• Source
Un vote blanc décompté mais toujours pas considéré comme exprimé
Le vote blanc consiste à déposer dans l'urne une enveloppe vide ou contenant un bulletin vierge, sans de nom de candidat. Les bulletins blancs ne sont pas fournis officiellement. Les électeurs qui souhaitent les utiliser doivent les apporter avec eux. Ce vote est vu comme une volonté de l'électeur de se démarquer du choix qui lui est proposé tout en continuant de participer au scrutin, souligne le site Vie-publique.fr. Le vote nul, lui, est assimilé à une erreur, volontaire ou non : bulletin annoté ou déchiré, non réglementaire ou sans enveloppe.

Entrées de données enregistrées
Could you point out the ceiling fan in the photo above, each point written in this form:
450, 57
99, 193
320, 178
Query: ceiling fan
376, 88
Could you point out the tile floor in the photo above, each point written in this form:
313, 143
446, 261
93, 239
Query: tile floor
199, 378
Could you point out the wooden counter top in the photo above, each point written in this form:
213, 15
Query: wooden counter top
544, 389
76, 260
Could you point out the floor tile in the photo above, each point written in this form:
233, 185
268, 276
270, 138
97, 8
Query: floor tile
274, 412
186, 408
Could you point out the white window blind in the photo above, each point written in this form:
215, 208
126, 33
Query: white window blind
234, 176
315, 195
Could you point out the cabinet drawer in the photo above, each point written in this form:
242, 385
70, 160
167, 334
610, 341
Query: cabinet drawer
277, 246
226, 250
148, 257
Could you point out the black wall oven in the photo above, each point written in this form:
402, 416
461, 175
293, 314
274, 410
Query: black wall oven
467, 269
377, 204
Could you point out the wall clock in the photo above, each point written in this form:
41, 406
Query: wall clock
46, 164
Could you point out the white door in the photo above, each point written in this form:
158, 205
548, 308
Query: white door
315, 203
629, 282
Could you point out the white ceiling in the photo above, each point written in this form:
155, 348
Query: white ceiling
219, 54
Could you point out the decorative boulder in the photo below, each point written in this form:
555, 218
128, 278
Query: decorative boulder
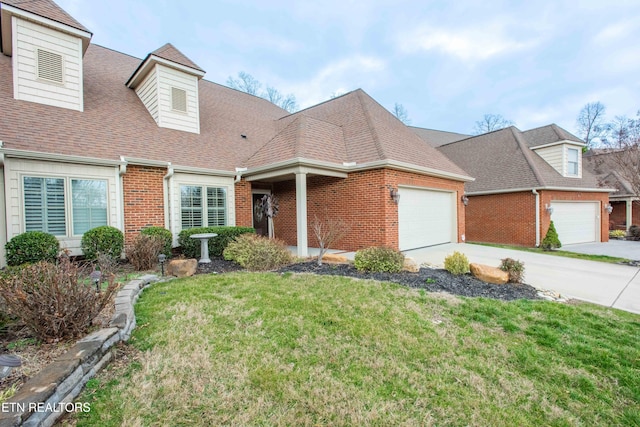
410, 265
334, 259
489, 274
182, 267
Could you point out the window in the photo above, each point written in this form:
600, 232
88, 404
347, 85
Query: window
203, 206
179, 99
572, 161
49, 66
46, 208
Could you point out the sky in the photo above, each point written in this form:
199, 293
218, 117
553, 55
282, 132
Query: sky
447, 62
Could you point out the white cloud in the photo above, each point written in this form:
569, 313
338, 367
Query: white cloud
467, 44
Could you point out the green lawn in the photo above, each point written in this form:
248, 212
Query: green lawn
558, 252
267, 349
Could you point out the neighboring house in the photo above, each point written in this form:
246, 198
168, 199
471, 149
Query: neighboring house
91, 137
523, 181
602, 163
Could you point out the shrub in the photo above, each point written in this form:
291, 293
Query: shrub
258, 253
379, 259
49, 300
143, 252
191, 247
634, 233
164, 234
456, 263
102, 240
515, 268
551, 240
617, 234
32, 246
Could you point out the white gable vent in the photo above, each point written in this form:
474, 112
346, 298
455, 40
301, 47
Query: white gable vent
179, 99
50, 66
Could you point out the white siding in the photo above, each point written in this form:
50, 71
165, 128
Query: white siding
16, 169
554, 156
179, 179
148, 93
28, 37
168, 118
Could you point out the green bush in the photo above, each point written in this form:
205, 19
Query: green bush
164, 234
456, 263
105, 240
551, 240
515, 268
258, 253
379, 259
32, 246
191, 247
617, 234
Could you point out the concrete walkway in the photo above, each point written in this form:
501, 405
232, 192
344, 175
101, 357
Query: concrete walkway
606, 284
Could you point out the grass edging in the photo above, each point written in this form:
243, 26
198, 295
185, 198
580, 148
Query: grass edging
48, 395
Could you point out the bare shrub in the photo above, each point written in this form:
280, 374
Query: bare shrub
51, 301
143, 253
327, 232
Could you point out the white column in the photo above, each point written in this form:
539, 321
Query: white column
301, 214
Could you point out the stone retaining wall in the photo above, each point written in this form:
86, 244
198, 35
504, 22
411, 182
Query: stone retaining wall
50, 393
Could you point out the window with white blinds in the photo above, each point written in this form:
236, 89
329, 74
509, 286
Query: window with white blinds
50, 66
46, 206
89, 200
203, 206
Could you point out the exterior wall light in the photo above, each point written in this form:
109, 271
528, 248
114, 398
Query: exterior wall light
395, 196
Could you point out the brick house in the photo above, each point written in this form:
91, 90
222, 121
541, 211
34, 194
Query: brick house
93, 137
604, 165
523, 181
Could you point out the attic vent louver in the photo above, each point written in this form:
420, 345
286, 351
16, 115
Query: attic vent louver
179, 99
50, 66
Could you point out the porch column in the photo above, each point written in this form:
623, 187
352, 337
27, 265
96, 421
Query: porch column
301, 213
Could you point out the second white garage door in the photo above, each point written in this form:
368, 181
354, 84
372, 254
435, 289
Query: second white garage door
425, 218
576, 222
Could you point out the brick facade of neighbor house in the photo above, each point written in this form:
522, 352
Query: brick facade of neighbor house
362, 200
502, 218
509, 218
546, 197
143, 199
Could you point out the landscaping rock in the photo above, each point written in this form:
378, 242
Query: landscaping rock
410, 265
182, 267
489, 274
334, 259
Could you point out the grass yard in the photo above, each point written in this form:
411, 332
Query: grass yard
267, 349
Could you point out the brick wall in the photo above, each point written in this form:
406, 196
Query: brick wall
362, 200
510, 218
547, 196
143, 199
502, 218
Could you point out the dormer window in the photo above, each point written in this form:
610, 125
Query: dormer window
178, 100
50, 66
572, 161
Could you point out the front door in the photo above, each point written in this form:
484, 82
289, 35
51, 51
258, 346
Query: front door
260, 224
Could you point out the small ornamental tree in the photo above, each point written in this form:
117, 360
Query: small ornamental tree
551, 240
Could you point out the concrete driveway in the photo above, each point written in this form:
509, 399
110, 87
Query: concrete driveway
601, 283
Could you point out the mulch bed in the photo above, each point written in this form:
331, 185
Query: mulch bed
429, 279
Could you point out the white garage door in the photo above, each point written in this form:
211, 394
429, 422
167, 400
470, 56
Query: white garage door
576, 222
425, 218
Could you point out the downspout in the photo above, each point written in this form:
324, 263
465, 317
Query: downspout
534, 191
167, 184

• Consigne
Rédigez la suite du texte sur le vote blanc, à partir de sa dernière phrase.

• Réponse
Depuis la loi du 21 février 2014, les votes blancs sont décomptés mais Ils n'entrent pas en compte pour le calcul des suffrages exprimés. "La loi ne va pas suffisamment loin parce que ce vote est toujours jeté à la poubelle", déplore Florian Demmel, porte-parole de Citoyens du vote blanc. Créée il y a plus de dix ans, cette association milite pour une “réelle” prise en compte du vote blanc. "On n'a pas la possibilité d'avoir un vote digne pour ces millions de Françaises et de Français qui ne se reconnaissent pas dans l'offre politique", poursuit le porte-parole.
Devenue le Parti du vote blanc, l’association a tenté de présenter un candidat à différentes élections, notamment à la présidentielle de 2017. "On avait une centaine de promesses de parrainage qui s'est convertie au final en une quinzaine de parrainages réels", raconte Florian Demmel. Insuffisant pour pouvoir proposer à l'électeur un bulletin dans les bureaux de votes. Lors du scrutin de 2017, le vote blanc a battu des records parmi les électeurs qui se sont déplacés au second tour. Il y a eu 8,51% de votes blancs et 2,96% de votes nuls. Un score élevé qui n’a plus été atteint lors des élections suivantes.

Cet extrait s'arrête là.